Start
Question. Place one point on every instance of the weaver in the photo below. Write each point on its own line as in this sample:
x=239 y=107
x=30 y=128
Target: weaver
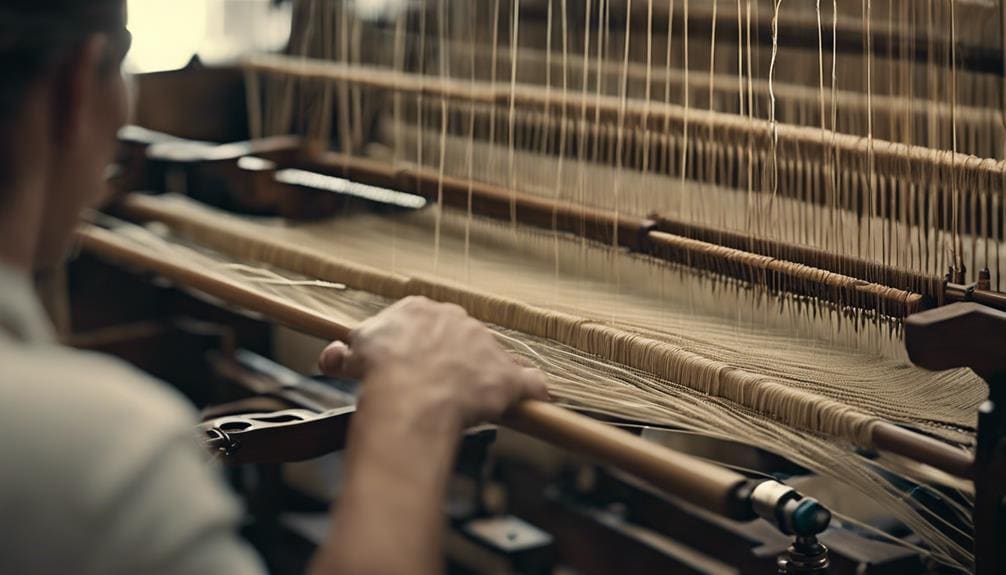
x=710 y=215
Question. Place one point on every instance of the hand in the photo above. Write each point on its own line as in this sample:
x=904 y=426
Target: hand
x=435 y=360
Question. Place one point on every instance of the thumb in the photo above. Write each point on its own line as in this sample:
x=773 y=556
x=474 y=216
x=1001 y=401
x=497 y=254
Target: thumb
x=337 y=360
x=533 y=384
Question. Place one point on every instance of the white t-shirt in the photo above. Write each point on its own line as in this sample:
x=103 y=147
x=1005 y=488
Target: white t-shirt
x=100 y=468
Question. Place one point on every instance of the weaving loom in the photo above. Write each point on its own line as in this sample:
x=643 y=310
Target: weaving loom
x=720 y=218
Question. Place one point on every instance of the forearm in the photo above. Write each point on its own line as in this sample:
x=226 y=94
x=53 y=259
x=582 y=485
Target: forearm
x=388 y=519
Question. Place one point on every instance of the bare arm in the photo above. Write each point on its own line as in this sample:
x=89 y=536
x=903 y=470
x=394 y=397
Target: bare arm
x=429 y=371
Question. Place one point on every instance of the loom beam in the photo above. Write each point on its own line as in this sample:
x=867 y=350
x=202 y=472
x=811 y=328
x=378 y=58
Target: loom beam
x=705 y=485
x=974 y=336
x=226 y=178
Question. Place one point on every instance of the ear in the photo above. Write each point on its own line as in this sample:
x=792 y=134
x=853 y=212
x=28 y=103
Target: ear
x=77 y=87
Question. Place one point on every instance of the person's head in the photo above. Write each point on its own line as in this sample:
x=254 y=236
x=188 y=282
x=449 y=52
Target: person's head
x=62 y=100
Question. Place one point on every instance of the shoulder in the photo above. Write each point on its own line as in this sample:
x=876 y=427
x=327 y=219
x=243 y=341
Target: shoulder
x=70 y=391
x=84 y=422
x=103 y=469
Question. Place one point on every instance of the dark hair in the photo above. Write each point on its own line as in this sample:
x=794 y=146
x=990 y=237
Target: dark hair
x=37 y=34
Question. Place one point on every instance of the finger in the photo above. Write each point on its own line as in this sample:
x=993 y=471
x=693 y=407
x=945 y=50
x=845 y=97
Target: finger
x=337 y=360
x=522 y=361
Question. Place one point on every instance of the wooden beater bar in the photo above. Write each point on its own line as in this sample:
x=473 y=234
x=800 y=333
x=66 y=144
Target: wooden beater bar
x=885 y=436
x=711 y=487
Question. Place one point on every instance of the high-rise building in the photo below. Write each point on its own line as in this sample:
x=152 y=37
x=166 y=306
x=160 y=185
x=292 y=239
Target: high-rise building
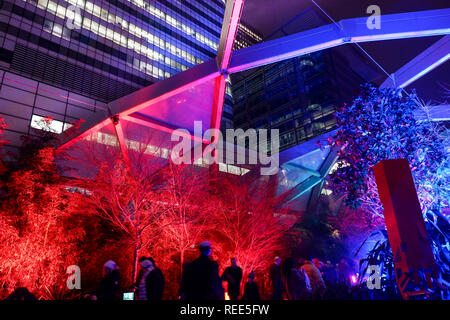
x=65 y=59
x=245 y=37
x=299 y=96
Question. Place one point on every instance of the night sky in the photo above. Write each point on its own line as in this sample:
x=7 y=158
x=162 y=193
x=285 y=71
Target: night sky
x=267 y=16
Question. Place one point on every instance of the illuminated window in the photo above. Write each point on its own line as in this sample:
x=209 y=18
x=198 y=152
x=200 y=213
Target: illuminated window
x=47 y=124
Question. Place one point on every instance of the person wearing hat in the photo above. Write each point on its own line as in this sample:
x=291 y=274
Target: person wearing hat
x=233 y=275
x=150 y=282
x=200 y=279
x=109 y=285
x=251 y=291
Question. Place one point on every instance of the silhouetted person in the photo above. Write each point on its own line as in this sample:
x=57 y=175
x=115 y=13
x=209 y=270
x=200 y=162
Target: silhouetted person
x=233 y=275
x=21 y=294
x=277 y=281
x=296 y=282
x=315 y=278
x=344 y=272
x=150 y=281
x=109 y=285
x=329 y=274
x=200 y=279
x=251 y=291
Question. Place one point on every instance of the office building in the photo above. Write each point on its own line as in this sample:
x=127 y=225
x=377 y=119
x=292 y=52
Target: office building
x=65 y=59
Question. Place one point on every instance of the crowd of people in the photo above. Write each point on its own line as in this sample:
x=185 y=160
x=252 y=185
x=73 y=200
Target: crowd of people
x=290 y=280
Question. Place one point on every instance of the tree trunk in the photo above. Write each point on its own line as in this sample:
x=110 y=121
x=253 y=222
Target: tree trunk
x=181 y=261
x=135 y=259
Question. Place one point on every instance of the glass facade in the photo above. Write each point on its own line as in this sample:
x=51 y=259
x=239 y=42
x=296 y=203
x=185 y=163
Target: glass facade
x=96 y=51
x=297 y=96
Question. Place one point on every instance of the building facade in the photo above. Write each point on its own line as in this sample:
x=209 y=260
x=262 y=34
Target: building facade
x=299 y=96
x=65 y=59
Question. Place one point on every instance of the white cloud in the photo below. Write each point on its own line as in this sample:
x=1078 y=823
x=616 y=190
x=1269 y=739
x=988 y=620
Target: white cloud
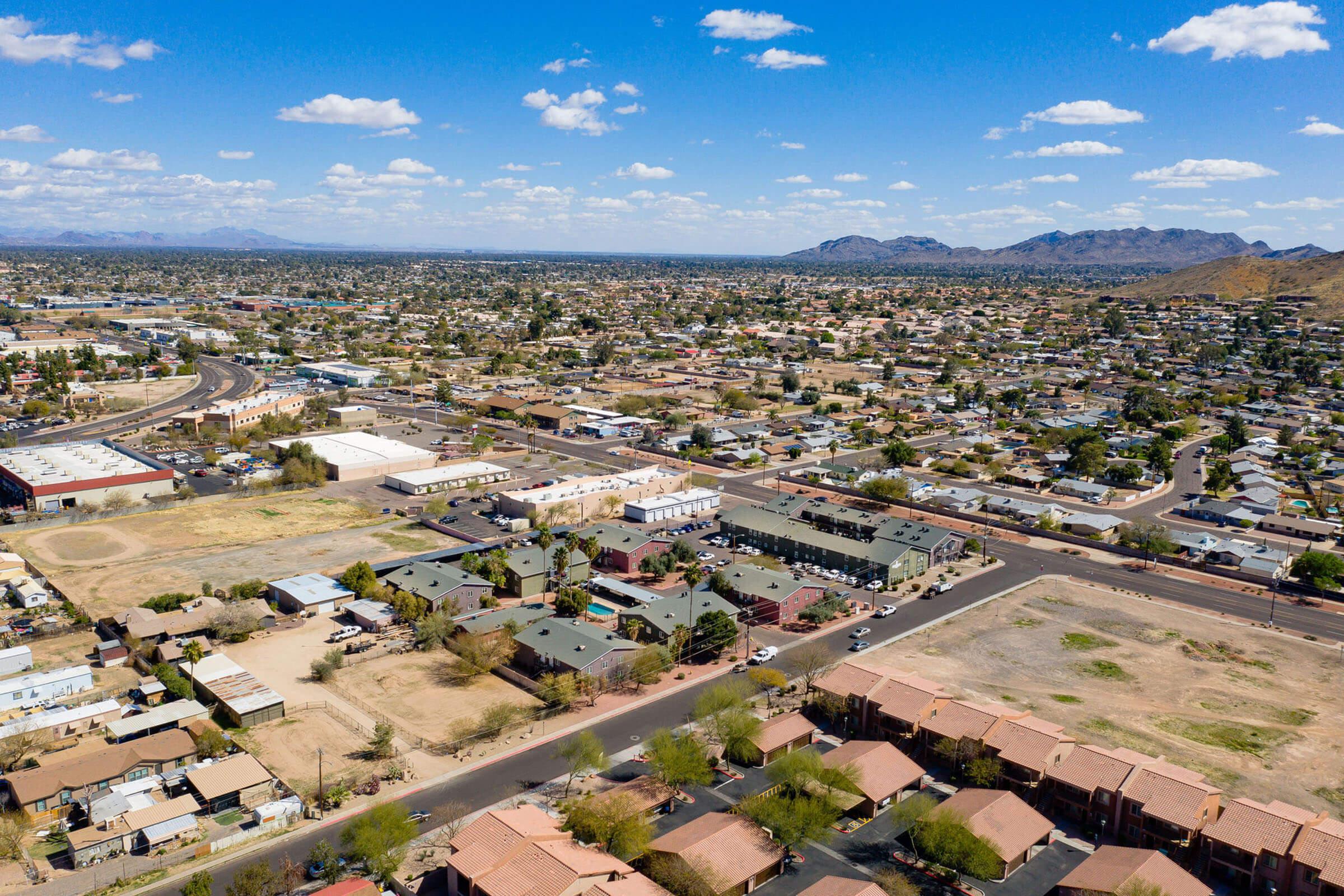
x=578 y=112
x=26 y=135
x=784 y=59
x=606 y=203
x=95 y=160
x=748 y=26
x=1267 y=31
x=557 y=66
x=1086 y=112
x=644 y=172
x=1072 y=148
x=335 y=109
x=391 y=132
x=1198 y=172
x=21 y=43
x=1311 y=203
x=409 y=167
x=115 y=99
x=1320 y=129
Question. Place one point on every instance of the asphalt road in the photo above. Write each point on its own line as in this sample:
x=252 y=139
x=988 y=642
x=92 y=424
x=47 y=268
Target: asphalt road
x=1019 y=563
x=229 y=381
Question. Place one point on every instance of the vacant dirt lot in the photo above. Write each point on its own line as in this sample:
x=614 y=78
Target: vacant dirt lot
x=1256 y=712
x=407 y=689
x=119 y=563
x=290 y=749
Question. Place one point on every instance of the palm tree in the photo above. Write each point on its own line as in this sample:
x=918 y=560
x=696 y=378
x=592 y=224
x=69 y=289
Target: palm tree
x=193 y=654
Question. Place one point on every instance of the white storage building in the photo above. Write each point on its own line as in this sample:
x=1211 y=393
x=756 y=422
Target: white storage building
x=441 y=479
x=42 y=687
x=361 y=456
x=667 y=507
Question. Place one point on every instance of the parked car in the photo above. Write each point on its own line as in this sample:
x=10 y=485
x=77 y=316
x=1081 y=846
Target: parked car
x=764 y=655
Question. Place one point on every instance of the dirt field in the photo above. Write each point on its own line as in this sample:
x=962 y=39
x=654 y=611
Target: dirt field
x=290 y=749
x=115 y=564
x=1256 y=712
x=407 y=689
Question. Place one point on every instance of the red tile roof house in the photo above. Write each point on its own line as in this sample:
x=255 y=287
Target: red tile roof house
x=884 y=774
x=1120 y=870
x=1000 y=817
x=1319 y=860
x=882 y=702
x=1250 y=846
x=771 y=597
x=780 y=735
x=1164 y=806
x=1085 y=787
x=834 y=886
x=623 y=547
x=729 y=852
x=522 y=852
x=1027 y=747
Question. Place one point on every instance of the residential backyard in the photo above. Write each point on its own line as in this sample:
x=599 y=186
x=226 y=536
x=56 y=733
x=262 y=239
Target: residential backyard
x=1257 y=712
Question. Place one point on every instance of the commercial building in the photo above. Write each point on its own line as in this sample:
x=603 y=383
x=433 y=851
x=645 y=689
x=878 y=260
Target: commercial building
x=353 y=416
x=248 y=412
x=54 y=477
x=38 y=688
x=870 y=546
x=340 y=372
x=361 y=456
x=445 y=479
x=593 y=496
x=669 y=507
x=312 y=593
x=239 y=692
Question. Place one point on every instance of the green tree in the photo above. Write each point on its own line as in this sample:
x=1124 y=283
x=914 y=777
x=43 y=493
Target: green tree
x=380 y=839
x=582 y=754
x=678 y=760
x=1319 y=568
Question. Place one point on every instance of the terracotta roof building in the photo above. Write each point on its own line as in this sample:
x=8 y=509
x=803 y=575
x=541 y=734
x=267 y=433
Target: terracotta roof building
x=1252 y=844
x=882 y=702
x=780 y=735
x=729 y=852
x=1114 y=870
x=1000 y=817
x=882 y=773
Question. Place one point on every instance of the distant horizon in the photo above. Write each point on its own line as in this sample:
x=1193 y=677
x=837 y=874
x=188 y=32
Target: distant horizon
x=680 y=130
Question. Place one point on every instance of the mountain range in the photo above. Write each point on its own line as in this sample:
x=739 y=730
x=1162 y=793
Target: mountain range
x=1173 y=248
x=217 y=238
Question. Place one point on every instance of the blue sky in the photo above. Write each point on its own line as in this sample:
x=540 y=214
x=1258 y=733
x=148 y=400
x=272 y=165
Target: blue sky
x=674 y=128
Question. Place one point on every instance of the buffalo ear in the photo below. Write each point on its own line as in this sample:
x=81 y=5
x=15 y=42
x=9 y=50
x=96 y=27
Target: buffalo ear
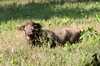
End
Exercise:
Copy out the lines above word for word, starting with the line that contains "Question. Place one point on every instance of the forearm" and going on through the line that contains "x=522 y=361", with both of those lines included.

Answer for the task:
Question. Place one point on every instance of the forearm in the photo above. Write each point on its own line as in this sample:
x=226 y=94
x=53 y=259
x=582 y=485
Target: forearm
x=388 y=519
Question. Place one point on every instance of the bare arm in the photo above. Write each point on its own line as in this sample:
x=89 y=536
x=903 y=470
x=394 y=397
Target: bare arm
x=429 y=371
Question. Place one point on every instance of the loom beam in the photo above. Write each point on its own line as in this sample:
x=867 y=350
x=202 y=472
x=811 y=328
x=378 y=58
Target: loom beam
x=705 y=485
x=974 y=336
x=226 y=178
Question. Place one point on every instance of the ear in the photo above. Write each point on its own line as in this sample:
x=792 y=134
x=853 y=212
x=28 y=103
Target: ear
x=77 y=87
Question. Place one point on every instance of the person's head in the photo above. Write each point on its own line as in this sample:
x=254 y=236
x=188 y=282
x=449 y=52
Target: person's head
x=62 y=100
Question. Place one point on every instance of the shoulder in the photo above. Write each point on its own line as in this sample:
x=876 y=427
x=327 y=219
x=243 y=341
Target: shoulder
x=70 y=391
x=84 y=422
x=103 y=469
Question. Place one point on every instance of the dark hair in the photo above. Write each point on its own line as in this sample:
x=794 y=146
x=990 y=237
Target: dark hair
x=37 y=34
Question. Place one point on every instance of the finger in the photo above. Write each point on its own line as in this sample:
x=993 y=471
x=693 y=407
x=945 y=50
x=845 y=97
Target: finger
x=337 y=360
x=522 y=361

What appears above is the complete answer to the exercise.